# [GIVEN PROBLEM A]
Extract every line of the rows that contains the string "white", treating uppercase and lowercase as different.

# [EXCERPTED TEXT]

******

When the guitars first nibble their way out of the speakers — part-fretboard jock’s wet dream, part-power chords slalom — the music could go any way, writes Indrajit Hazra.

india Updated: Aug 07, 2009 23:48 IST
Indrajit Hazra

When the guitars first nibble their way out of the speakers — part-fretboard jock’s wet dream, part-power chords slalom — the music could go any way. But the moment Chris Daughtry — product of the unholy union of American Idol 2006 and an unnamed 90s emo rock tribute band — opens his rather big mouth, I, for one, know where this is heading: chicken coop rock.

Daughtry’s (the band) second album, Leave This Town, will undoubtedly be playing on heavy rotation in your local TGIF.

But once you’ve taken away the Long Island Ice Tea, this is what you’re likely to hear — an overemotive bunch of young grown-ups trying desperately to sound like rock stars but ending up sounding like an overemotive bunch of grown-ups trying desperately to sound like rock stars. ‘You don’t belong’ is straightforward Evanescence material without the faux Goth eyeliner. As the song Linkin Parks away into the super mall, we’re already in the ‘sensitive’ zone in ‘No surprise’.

Now, I don’t want to break the Daughtry mood here, but the utter cutie-pieness of it all is a cue for me to position myself before a wall — preferably made of cement — and bang that shiny head of frontman Chris Daughtry against it.

******

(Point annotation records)
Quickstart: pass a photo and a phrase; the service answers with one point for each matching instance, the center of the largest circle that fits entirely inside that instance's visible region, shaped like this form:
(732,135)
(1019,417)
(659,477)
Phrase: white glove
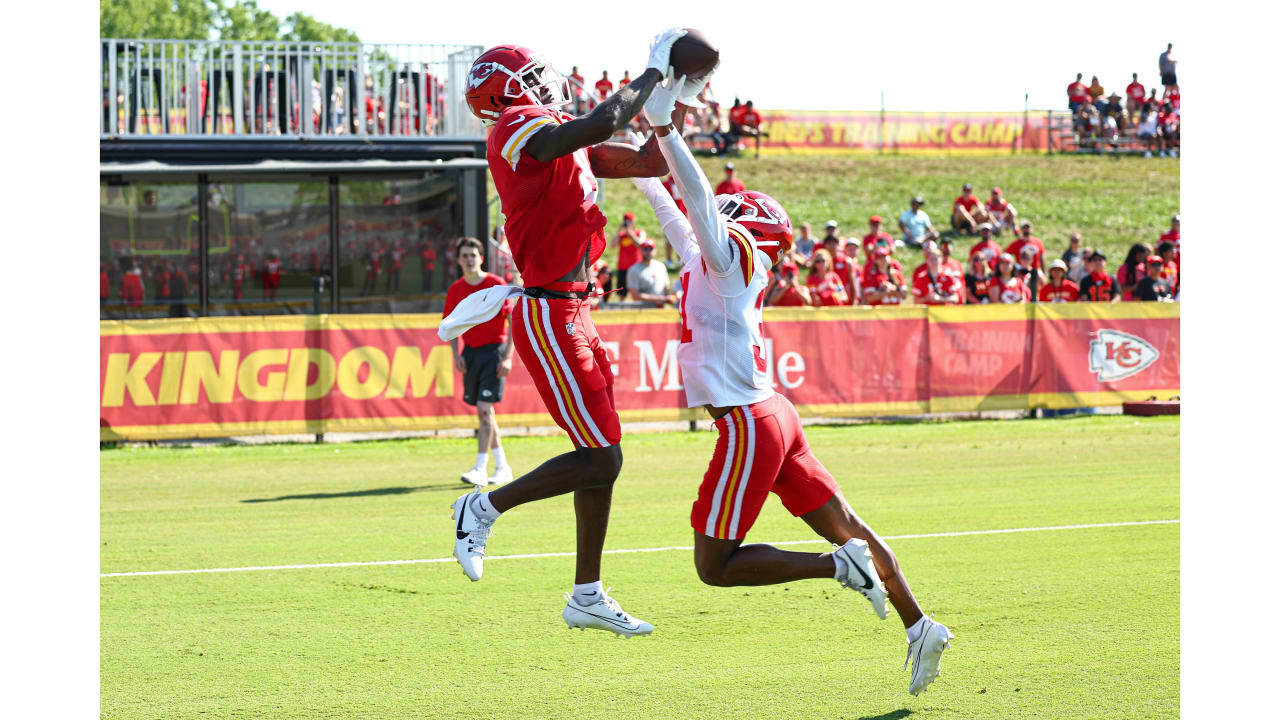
(694,87)
(659,50)
(662,101)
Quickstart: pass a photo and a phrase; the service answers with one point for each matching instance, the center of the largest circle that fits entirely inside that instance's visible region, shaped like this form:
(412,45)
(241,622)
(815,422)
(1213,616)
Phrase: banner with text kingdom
(822,131)
(218,377)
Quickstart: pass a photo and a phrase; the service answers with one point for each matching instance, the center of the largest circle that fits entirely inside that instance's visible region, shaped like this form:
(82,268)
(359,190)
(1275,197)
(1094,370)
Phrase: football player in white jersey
(727,245)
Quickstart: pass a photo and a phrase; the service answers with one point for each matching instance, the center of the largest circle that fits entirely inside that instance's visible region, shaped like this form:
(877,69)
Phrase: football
(693,55)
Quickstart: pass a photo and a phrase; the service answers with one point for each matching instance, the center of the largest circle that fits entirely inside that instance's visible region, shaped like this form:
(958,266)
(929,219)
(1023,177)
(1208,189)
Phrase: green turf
(1048,624)
(1111,201)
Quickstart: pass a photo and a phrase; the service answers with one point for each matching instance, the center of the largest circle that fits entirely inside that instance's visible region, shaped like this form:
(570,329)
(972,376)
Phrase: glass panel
(149,255)
(393,242)
(268,247)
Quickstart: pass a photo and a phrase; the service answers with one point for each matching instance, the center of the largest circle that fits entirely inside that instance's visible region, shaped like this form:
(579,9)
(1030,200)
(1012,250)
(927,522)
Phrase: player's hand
(662,101)
(693,89)
(659,50)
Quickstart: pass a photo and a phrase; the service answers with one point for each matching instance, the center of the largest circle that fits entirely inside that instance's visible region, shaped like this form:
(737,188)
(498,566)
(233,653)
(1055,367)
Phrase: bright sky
(924,55)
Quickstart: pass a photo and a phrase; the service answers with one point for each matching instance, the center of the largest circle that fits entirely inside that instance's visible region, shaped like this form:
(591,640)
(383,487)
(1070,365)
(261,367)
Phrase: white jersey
(723,277)
(722,328)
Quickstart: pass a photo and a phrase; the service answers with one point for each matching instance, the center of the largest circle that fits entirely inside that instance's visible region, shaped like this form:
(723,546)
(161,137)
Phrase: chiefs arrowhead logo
(1116,355)
(480,72)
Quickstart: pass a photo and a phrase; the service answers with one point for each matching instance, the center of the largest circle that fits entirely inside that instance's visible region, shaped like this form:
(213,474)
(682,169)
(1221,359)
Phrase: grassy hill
(1111,201)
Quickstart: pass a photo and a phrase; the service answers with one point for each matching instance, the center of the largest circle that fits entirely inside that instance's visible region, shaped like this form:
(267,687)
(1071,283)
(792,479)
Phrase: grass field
(1111,201)
(1070,623)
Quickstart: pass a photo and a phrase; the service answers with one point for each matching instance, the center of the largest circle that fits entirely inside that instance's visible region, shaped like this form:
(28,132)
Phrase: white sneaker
(926,655)
(604,614)
(860,574)
(472,534)
(476,477)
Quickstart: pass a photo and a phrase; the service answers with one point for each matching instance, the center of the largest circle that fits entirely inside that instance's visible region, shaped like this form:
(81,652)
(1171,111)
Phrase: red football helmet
(760,214)
(510,74)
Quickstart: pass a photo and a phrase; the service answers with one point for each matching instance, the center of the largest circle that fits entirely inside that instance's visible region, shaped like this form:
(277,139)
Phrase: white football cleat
(472,534)
(860,574)
(926,655)
(501,475)
(604,614)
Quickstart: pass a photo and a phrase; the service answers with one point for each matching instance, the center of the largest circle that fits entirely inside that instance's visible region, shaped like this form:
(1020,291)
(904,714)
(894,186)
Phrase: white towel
(475,309)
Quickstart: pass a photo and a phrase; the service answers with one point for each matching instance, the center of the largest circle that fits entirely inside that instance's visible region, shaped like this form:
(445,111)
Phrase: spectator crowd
(1153,123)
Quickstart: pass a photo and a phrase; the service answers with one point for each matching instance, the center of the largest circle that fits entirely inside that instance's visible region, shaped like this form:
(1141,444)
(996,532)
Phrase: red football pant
(760,449)
(558,345)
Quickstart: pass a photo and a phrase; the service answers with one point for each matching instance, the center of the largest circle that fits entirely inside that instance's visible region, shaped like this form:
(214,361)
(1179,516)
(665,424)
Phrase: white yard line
(534,555)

******

# [GIVEN PROBLEM B]
In the album review, what is the title of Daughtry's second album?

# [RESPONSE A]
Phrase: white glove
Phrase: football player in white jersey
Phrase: white jersey
Phrase: white sneaker
Phrase: white football cleat
Phrase: white towel
Phrase: white yard line

# [RESPONSE B]
Leave This Town